— SUPPLIED RECORDS —
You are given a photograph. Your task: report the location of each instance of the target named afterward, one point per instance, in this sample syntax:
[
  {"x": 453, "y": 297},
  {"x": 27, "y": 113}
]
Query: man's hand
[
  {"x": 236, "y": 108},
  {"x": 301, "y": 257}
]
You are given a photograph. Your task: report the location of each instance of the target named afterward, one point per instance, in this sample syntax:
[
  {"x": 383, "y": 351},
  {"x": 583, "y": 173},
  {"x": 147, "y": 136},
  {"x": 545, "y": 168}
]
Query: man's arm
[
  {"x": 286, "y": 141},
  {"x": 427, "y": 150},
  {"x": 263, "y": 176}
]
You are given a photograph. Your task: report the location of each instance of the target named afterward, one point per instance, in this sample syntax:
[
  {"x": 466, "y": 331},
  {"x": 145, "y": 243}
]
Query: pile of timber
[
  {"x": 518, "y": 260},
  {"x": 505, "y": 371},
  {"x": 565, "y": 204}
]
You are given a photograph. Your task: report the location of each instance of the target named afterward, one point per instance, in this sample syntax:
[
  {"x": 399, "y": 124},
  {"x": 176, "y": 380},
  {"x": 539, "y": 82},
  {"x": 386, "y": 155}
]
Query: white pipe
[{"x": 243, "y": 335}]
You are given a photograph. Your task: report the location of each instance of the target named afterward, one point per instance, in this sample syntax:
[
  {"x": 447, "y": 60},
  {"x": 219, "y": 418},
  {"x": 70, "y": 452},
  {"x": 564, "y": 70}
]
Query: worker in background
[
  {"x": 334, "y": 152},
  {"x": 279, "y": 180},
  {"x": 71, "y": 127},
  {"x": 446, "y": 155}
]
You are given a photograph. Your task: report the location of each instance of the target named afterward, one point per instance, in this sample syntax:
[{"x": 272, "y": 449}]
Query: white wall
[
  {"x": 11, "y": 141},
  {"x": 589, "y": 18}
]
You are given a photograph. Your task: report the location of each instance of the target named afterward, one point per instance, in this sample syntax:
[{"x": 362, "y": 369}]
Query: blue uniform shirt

— PROBLEM STATEMENT —
Copy the entries above exactly, leaving none out.

— ANSWER BELOW —
You are given a photograph. Your task: report the location of each instance of the target named afterward, one point per instance, in this sample syntax:
[
  {"x": 453, "y": 297},
  {"x": 27, "y": 113}
]
Query: man's hand
[
  {"x": 236, "y": 108},
  {"x": 301, "y": 257}
]
You are given a photograph. Your task: report the location of each instance of the target named afterward, one point per instance, in this sample syntax:
[
  {"x": 383, "y": 351},
  {"x": 583, "y": 173},
  {"x": 147, "y": 136},
  {"x": 545, "y": 168}
]
Query: man's arm
[
  {"x": 286, "y": 141},
  {"x": 427, "y": 150},
  {"x": 263, "y": 176}
]
You are given a photograph. Your task: report the location of each instance of the target named afterward, one point per instance, in this sample syntax:
[
  {"x": 466, "y": 331},
  {"x": 145, "y": 243}
]
Query: pile of timber
[
  {"x": 518, "y": 260},
  {"x": 505, "y": 371},
  {"x": 565, "y": 204}
]
You are given a photograph. Your task: report the location of each instance of the target named afterward, one point per instance, in this sample syntax:
[
  {"x": 399, "y": 124},
  {"x": 176, "y": 380},
  {"x": 539, "y": 82},
  {"x": 386, "y": 155}
]
Query: white pipe
[{"x": 243, "y": 335}]
You are given a photograph. Your task: report the location of each instance of the target named afterward, one point per instance, in this sample syntax:
[
  {"x": 447, "y": 60},
  {"x": 219, "y": 418},
  {"x": 70, "y": 452},
  {"x": 564, "y": 70}
]
Query: worker in background
[
  {"x": 334, "y": 152},
  {"x": 279, "y": 180},
  {"x": 71, "y": 127},
  {"x": 446, "y": 155}
]
You are given a photograph. Your task: report the location of each instance of the target named afterward, one point per instance, in this sample syntax:
[{"x": 272, "y": 449}]
Query: white wall
[
  {"x": 11, "y": 141},
  {"x": 589, "y": 18}
]
You are given a photograph. Your task: report the location of each instance of the target named afterward, one point per instance, in this sample syntax:
[{"x": 362, "y": 369}]
Query: blue uniform shirt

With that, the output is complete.